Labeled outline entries

+===+

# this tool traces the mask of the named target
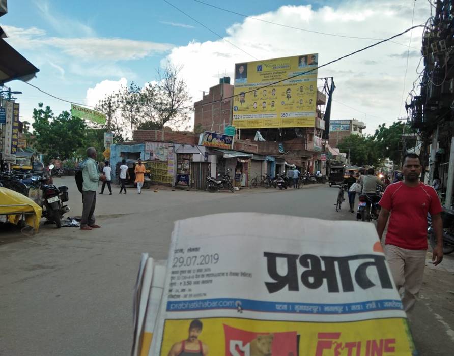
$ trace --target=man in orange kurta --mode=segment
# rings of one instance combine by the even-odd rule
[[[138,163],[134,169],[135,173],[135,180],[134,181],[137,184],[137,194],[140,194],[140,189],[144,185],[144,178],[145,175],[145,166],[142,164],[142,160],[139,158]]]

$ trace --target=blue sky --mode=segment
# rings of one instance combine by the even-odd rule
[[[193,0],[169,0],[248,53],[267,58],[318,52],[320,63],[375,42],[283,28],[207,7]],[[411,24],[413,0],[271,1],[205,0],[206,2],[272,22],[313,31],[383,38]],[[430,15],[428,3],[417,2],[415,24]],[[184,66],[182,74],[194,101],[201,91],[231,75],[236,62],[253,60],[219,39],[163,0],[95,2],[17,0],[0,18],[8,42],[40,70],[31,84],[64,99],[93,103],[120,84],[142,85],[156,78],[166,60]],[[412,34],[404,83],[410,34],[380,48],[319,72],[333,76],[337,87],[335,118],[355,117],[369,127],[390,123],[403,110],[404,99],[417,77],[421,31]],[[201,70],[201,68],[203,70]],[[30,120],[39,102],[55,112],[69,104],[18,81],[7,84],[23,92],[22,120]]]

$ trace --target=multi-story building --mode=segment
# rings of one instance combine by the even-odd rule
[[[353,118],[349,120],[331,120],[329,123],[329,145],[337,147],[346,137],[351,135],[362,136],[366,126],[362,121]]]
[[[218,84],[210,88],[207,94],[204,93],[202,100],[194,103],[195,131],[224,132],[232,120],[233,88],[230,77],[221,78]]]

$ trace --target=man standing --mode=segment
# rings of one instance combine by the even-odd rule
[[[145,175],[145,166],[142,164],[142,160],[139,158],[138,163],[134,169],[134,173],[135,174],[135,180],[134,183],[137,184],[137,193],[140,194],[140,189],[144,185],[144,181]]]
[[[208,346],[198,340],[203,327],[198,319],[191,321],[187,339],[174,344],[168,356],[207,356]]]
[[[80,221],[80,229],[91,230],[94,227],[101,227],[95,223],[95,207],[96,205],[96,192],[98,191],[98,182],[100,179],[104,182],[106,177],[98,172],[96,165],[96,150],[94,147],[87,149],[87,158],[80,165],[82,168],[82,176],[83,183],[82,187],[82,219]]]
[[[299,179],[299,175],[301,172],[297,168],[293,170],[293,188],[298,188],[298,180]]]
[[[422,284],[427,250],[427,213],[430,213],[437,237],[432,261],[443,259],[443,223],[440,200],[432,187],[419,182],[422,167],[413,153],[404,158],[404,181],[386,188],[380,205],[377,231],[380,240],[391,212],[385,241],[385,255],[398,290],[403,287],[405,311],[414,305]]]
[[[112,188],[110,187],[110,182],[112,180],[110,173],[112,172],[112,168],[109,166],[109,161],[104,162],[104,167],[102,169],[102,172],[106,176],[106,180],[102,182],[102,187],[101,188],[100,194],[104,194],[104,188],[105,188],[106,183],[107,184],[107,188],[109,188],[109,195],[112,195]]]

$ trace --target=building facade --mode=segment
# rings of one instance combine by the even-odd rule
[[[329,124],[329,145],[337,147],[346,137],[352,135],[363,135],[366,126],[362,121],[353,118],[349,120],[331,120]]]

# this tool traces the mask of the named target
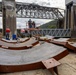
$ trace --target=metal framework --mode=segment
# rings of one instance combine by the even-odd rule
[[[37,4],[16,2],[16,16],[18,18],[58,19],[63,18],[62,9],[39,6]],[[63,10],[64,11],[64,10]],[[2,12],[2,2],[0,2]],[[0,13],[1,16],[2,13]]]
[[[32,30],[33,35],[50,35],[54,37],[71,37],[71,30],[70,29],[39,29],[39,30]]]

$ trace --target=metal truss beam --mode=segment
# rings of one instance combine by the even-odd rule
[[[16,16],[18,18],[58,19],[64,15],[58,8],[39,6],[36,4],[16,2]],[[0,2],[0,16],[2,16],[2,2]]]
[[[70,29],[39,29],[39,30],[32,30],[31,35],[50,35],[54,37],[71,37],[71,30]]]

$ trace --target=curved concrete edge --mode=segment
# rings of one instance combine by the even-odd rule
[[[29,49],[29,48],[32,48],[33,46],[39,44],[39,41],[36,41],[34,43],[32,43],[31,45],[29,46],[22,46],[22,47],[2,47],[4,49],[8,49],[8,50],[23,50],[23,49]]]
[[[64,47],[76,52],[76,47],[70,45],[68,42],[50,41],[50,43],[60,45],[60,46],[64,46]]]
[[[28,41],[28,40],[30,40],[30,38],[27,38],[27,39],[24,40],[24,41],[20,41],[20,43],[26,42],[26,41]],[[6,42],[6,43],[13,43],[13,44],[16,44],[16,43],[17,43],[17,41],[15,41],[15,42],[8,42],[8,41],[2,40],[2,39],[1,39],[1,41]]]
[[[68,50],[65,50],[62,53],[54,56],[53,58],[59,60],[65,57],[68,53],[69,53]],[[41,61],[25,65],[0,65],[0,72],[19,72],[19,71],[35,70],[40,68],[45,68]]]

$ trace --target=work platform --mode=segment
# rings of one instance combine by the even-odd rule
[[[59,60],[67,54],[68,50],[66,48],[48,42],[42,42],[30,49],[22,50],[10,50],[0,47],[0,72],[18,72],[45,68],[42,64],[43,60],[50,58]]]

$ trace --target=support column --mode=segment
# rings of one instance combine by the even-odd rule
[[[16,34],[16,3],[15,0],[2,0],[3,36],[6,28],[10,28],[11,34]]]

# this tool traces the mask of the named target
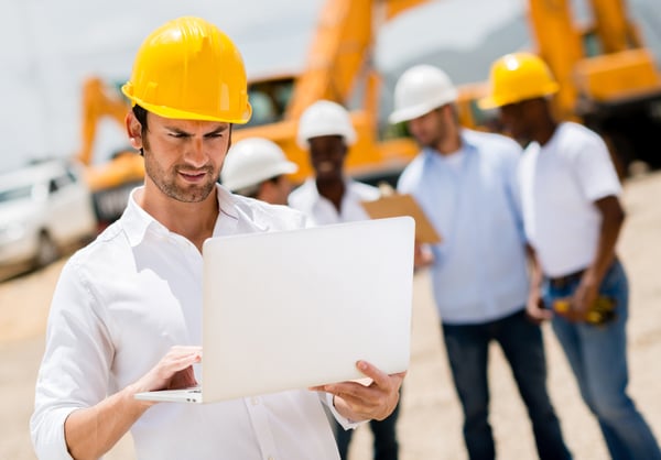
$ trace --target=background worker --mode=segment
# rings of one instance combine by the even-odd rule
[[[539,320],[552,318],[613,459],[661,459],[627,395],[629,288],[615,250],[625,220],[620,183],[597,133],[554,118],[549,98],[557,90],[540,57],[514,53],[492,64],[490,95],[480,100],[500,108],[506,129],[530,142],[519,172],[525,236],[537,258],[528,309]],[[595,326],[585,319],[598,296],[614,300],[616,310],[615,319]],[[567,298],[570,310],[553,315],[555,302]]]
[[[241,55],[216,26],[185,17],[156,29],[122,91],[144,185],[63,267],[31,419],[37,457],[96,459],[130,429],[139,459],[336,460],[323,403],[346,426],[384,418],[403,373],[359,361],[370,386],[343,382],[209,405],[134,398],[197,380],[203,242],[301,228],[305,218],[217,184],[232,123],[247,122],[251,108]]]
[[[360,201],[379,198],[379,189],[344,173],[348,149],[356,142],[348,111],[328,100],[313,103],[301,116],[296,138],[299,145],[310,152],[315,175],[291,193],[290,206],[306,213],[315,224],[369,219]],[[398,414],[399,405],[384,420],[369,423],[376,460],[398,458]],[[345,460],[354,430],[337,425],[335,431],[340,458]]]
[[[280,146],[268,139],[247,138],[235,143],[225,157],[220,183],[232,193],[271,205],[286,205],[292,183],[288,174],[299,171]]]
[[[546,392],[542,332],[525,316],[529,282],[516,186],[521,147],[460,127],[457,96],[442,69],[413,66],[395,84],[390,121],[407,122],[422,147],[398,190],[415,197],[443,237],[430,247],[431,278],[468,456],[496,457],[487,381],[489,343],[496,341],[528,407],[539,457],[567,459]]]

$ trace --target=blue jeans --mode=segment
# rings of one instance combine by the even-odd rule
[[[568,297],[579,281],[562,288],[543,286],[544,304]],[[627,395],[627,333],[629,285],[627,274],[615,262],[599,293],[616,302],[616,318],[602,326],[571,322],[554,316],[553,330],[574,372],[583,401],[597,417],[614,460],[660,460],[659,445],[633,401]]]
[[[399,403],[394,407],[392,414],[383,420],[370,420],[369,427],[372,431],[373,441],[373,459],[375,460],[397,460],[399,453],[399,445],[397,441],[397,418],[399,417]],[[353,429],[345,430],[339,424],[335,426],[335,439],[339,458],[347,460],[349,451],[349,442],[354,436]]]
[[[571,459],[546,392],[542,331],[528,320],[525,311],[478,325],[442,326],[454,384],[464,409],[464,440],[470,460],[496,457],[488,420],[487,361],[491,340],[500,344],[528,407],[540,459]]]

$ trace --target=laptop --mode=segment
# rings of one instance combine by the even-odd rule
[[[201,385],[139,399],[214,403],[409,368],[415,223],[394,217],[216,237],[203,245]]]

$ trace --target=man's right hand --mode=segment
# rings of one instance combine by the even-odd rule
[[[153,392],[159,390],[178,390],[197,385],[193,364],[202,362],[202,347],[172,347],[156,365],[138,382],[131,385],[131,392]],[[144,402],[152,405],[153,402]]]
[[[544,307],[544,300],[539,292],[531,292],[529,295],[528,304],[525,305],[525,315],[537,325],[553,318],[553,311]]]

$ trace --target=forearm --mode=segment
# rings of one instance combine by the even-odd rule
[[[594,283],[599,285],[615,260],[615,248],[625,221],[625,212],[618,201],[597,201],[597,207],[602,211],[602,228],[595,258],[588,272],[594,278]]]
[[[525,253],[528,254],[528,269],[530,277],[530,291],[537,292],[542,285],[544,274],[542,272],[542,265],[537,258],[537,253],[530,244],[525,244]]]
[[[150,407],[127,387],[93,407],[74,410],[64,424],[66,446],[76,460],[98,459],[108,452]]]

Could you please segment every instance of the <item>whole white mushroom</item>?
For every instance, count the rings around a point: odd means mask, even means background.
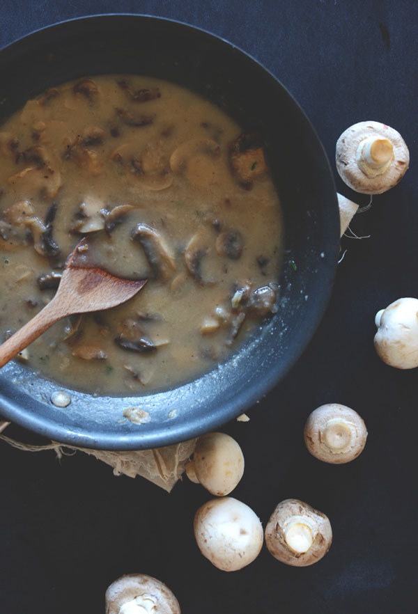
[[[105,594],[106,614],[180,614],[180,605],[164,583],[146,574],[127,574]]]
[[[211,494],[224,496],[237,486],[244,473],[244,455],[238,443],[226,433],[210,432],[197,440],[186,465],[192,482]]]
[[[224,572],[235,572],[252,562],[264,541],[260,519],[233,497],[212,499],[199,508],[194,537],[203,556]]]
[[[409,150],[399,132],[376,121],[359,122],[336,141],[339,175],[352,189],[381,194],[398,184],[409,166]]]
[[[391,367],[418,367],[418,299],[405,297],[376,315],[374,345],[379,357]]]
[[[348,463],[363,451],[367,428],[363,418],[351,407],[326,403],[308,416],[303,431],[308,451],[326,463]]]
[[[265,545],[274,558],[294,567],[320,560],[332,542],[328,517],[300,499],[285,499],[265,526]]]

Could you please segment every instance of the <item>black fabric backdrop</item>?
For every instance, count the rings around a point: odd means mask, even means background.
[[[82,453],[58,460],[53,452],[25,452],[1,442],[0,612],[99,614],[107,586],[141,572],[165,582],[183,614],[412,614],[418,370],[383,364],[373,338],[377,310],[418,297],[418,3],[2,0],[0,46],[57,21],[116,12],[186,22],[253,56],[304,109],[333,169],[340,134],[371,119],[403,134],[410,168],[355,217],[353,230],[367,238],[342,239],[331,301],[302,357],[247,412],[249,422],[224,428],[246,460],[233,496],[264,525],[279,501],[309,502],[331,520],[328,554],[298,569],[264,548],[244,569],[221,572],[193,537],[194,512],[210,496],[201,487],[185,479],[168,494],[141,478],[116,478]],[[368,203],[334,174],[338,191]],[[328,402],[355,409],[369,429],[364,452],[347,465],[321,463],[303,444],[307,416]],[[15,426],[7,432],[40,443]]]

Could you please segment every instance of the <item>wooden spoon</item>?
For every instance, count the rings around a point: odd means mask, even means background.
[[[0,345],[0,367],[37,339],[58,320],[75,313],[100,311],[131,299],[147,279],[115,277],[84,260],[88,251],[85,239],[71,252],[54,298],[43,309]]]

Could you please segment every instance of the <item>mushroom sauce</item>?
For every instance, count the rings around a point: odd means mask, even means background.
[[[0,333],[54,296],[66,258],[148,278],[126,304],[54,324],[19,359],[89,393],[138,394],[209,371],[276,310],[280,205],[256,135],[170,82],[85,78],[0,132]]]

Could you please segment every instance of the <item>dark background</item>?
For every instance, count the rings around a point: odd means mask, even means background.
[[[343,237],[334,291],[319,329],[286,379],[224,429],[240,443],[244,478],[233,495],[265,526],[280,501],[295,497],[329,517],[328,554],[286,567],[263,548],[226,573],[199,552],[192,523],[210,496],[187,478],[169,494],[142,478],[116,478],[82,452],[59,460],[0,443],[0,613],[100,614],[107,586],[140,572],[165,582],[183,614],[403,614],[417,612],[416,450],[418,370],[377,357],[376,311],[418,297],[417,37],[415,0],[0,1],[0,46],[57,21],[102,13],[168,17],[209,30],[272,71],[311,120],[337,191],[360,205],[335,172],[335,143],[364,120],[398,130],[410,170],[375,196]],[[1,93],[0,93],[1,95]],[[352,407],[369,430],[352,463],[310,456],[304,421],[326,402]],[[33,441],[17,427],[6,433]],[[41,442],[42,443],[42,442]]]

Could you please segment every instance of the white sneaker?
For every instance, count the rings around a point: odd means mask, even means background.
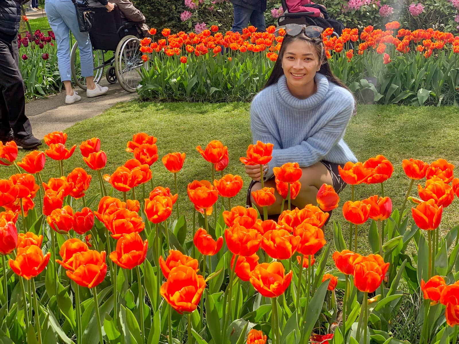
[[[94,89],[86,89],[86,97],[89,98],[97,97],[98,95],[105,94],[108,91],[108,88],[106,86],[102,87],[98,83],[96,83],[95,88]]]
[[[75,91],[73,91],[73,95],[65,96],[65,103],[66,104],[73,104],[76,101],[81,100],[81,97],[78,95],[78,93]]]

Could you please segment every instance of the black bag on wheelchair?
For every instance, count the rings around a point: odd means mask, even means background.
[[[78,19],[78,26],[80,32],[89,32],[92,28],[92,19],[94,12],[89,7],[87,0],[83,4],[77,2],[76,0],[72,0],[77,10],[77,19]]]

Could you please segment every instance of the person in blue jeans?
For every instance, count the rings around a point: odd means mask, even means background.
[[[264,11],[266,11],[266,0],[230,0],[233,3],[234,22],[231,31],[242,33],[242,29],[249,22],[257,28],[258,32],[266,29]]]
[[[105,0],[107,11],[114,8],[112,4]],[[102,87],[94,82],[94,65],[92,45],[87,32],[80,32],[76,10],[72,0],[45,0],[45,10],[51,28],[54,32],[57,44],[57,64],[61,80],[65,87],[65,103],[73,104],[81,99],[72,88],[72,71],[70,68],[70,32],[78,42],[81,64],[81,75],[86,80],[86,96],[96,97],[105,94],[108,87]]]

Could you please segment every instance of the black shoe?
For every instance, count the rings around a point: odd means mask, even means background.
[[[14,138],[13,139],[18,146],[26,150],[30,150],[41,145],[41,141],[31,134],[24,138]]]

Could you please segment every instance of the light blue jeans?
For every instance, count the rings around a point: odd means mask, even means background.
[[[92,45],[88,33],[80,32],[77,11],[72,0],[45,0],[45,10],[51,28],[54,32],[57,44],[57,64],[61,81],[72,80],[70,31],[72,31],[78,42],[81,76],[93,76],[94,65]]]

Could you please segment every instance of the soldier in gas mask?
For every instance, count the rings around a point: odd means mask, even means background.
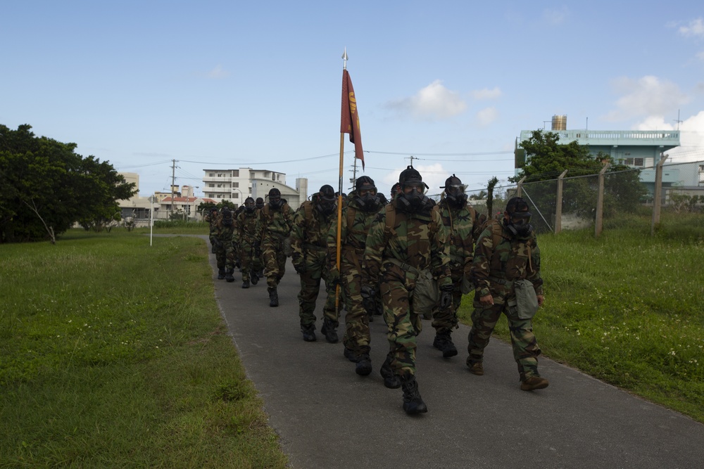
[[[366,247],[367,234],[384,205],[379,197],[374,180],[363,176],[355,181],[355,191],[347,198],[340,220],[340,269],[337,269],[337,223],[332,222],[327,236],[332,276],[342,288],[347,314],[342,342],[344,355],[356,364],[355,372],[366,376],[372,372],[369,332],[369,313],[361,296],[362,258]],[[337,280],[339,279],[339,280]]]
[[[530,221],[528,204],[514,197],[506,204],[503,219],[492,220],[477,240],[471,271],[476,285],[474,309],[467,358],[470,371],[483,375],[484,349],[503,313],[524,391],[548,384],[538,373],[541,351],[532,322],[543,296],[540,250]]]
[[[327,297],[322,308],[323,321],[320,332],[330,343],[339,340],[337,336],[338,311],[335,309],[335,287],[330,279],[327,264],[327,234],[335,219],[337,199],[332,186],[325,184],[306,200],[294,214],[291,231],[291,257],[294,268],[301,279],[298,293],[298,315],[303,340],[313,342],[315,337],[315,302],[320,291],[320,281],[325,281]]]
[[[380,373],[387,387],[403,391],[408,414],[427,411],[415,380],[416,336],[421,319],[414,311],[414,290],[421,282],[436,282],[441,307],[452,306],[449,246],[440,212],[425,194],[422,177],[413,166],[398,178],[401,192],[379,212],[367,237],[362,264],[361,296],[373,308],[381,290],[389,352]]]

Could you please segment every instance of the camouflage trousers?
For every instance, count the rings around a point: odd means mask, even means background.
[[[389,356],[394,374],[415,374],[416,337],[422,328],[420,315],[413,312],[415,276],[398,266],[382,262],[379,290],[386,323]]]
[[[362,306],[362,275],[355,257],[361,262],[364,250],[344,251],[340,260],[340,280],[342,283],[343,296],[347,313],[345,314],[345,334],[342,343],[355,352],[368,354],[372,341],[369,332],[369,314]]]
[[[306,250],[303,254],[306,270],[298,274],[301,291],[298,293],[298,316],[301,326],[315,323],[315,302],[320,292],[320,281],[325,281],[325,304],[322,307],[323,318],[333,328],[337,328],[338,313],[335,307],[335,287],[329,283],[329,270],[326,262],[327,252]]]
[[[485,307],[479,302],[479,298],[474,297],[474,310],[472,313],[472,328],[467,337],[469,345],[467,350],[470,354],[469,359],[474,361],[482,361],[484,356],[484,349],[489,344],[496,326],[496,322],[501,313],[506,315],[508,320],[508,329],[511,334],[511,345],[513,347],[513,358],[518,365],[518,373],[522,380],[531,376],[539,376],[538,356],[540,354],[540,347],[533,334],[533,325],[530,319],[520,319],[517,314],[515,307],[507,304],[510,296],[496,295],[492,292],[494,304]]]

+===+

» What the exercise asks
Update the material from the line with "Could you please segment every instance of the camouflage" through the end of the material by changing "camouflage trousers" to "camouflage pants" and leaving everything else unchanged.

» Solution
Could you please segment every instance of the camouflage pants?
For every instance, count the rings around a point: odd means mask, even means background.
[[[389,356],[394,374],[415,374],[416,337],[422,328],[420,315],[413,312],[415,276],[398,266],[382,262],[379,290],[386,323]]]
[[[362,306],[362,275],[355,257],[361,262],[364,250],[344,251],[340,260],[340,280],[342,283],[343,296],[347,313],[345,314],[345,334],[342,343],[355,352],[368,354],[372,341],[369,332],[369,314]]]
[[[306,250],[303,254],[306,270],[298,274],[301,291],[298,293],[298,316],[301,326],[315,323],[315,302],[320,292],[320,281],[325,281],[325,304],[322,307],[323,318],[333,328],[337,328],[338,313],[335,307],[335,287],[329,283],[329,270],[326,262],[327,252]]]
[[[485,307],[479,302],[479,298],[474,297],[474,310],[472,313],[472,328],[467,337],[469,345],[467,350],[470,354],[469,359],[474,361],[482,361],[484,356],[484,349],[489,344],[496,326],[496,322],[501,313],[506,315],[508,320],[508,329],[511,334],[511,345],[513,347],[513,358],[518,365],[518,373],[522,380],[531,376],[539,376],[538,356],[540,354],[540,347],[533,334],[533,325],[530,319],[520,319],[517,314],[515,307],[507,304],[510,296],[496,295],[492,292],[494,304]]]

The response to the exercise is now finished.